(YOUR GOAL): Given the material below, return only the lines starting at the line with "Target: vegetation" and ending at the line with "mark the tansy flower | one pin per instance.", exactly as they appear.

(DATA PROVIDED):
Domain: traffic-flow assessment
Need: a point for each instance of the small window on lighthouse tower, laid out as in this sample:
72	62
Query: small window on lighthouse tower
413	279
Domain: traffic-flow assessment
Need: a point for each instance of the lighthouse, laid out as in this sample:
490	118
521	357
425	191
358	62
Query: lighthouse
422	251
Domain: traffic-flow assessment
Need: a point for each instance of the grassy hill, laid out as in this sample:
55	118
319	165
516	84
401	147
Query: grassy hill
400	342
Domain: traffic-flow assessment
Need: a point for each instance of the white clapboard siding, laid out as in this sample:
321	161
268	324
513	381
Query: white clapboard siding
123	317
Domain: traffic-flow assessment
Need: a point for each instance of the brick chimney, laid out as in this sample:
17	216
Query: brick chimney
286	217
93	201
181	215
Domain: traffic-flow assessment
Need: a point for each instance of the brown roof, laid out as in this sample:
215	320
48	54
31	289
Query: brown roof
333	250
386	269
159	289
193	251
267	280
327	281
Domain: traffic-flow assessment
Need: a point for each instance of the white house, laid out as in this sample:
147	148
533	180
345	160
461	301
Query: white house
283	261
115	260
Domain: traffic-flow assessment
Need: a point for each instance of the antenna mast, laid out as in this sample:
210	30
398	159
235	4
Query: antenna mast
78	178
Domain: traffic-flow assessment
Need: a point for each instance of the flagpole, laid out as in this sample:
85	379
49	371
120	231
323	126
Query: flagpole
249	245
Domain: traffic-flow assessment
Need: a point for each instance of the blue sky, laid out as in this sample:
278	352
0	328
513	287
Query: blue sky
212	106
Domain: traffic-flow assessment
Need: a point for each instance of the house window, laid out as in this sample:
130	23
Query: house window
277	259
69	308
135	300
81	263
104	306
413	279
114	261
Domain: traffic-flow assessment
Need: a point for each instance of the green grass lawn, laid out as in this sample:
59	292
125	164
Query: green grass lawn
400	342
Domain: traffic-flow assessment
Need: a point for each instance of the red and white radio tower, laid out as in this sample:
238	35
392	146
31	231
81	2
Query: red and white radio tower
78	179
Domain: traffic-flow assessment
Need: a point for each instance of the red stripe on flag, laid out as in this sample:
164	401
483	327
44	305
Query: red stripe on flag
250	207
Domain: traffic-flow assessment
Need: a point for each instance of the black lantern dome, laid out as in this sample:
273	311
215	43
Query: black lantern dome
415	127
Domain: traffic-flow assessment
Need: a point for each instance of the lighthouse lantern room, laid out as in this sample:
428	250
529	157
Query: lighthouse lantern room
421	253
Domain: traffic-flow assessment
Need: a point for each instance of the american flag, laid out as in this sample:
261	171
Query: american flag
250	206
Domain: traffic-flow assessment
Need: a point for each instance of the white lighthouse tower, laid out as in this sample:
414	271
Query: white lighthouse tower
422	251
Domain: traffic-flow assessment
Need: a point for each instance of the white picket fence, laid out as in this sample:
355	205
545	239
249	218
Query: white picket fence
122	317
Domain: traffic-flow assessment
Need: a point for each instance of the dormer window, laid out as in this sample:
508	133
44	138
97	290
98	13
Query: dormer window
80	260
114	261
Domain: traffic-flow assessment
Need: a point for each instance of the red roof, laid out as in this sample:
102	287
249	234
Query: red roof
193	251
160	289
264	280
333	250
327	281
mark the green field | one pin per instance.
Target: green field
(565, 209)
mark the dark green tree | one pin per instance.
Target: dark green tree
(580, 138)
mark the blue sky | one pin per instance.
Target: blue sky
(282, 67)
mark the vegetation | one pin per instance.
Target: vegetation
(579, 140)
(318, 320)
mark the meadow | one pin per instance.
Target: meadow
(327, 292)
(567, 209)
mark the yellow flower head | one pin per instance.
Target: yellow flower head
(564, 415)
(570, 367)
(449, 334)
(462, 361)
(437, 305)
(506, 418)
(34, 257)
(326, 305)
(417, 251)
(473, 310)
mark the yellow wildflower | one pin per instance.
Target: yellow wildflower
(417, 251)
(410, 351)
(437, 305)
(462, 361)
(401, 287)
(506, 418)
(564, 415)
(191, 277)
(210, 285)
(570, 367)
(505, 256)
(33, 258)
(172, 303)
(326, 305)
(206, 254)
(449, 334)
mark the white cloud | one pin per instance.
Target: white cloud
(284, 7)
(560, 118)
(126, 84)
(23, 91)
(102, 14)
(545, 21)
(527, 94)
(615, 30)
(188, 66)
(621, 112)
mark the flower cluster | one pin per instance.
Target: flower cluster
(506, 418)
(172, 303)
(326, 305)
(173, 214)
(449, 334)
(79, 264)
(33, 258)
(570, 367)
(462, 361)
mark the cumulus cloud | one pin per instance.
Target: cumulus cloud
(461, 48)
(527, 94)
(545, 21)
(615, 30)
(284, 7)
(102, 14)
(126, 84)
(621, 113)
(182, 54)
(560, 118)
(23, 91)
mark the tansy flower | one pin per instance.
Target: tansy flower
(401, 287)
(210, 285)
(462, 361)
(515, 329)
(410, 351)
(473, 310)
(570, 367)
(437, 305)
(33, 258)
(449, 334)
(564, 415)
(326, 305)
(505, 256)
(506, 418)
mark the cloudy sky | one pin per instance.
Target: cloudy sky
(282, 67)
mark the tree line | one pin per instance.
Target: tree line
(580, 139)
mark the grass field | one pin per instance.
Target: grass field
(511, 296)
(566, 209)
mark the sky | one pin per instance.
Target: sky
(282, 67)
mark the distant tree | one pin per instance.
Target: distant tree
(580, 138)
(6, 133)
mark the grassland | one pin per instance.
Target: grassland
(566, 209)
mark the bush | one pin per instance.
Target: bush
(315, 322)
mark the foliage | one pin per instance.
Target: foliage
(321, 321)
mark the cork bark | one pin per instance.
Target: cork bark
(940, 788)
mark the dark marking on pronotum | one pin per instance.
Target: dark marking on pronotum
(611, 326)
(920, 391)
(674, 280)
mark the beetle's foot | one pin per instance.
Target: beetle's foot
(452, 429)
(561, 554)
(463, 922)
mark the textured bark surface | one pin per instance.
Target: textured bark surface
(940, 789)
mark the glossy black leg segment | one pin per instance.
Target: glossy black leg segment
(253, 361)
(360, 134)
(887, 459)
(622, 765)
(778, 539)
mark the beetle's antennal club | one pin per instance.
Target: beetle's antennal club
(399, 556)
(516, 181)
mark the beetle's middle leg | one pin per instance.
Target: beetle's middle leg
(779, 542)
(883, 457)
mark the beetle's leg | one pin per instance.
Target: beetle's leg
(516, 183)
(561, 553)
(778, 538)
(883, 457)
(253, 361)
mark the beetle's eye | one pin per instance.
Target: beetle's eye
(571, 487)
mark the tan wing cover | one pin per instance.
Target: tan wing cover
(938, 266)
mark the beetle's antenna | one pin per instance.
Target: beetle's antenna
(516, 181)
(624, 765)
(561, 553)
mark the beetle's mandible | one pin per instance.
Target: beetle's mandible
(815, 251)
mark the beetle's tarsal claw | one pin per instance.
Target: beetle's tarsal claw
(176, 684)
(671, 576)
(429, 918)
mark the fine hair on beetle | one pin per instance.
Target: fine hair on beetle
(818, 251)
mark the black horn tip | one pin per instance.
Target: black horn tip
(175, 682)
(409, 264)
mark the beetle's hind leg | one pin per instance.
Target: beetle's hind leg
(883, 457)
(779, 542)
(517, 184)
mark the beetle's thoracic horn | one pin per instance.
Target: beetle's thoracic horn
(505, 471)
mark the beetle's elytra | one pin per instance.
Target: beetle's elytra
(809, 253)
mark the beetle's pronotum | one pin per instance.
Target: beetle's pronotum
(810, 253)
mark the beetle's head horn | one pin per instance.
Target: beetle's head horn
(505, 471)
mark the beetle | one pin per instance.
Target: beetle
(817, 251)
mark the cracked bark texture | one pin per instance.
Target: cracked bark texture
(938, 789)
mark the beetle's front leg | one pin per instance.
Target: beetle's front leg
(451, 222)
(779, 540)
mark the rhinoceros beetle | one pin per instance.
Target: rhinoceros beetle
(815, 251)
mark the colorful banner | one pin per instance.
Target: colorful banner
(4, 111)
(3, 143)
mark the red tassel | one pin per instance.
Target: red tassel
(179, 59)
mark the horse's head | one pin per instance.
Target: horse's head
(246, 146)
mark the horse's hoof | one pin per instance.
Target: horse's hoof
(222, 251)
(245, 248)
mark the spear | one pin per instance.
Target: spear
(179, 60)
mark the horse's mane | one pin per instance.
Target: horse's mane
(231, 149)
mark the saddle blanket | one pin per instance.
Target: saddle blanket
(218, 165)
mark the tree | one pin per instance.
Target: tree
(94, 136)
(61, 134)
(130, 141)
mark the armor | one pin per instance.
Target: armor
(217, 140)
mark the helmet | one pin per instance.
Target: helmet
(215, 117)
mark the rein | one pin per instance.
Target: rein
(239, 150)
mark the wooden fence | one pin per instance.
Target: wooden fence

(EXERCISE ANSWER):
Target: vegetation
(579, 140)
(318, 320)
mark the meadow | one pin per instance.
Target: meadow
(327, 292)
(567, 209)
mark the yellow flower head | one pin per instance.
Target: yellow flower head
(564, 415)
(570, 367)
(449, 334)
(462, 361)
(437, 305)
(506, 418)
(34, 257)
(326, 305)
(417, 251)
(473, 310)
mark the yellow wildflower | one pin per instance.
Target: yellow wildflower
(417, 251)
(410, 351)
(437, 305)
(462, 361)
(401, 287)
(506, 418)
(564, 415)
(191, 277)
(210, 285)
(570, 367)
(505, 256)
(33, 258)
(172, 303)
(326, 305)
(206, 254)
(449, 334)
mark the white cloud | one pin per instance.
Target: white cloud
(284, 7)
(560, 118)
(126, 84)
(23, 91)
(102, 14)
(545, 21)
(527, 94)
(615, 30)
(188, 66)
(621, 112)
mark the flower cluster | one pin per instance.
Target: flower cluster
(506, 418)
(172, 303)
(326, 305)
(173, 214)
(449, 334)
(79, 264)
(33, 258)
(570, 367)
(462, 361)
mark the cumulus cloud | one pin per instance.
Target: cumulus cloud
(461, 48)
(527, 94)
(545, 21)
(615, 30)
(284, 7)
(102, 14)
(126, 84)
(621, 113)
(182, 54)
(560, 118)
(23, 91)
mark the tansy flower | one pin per instance.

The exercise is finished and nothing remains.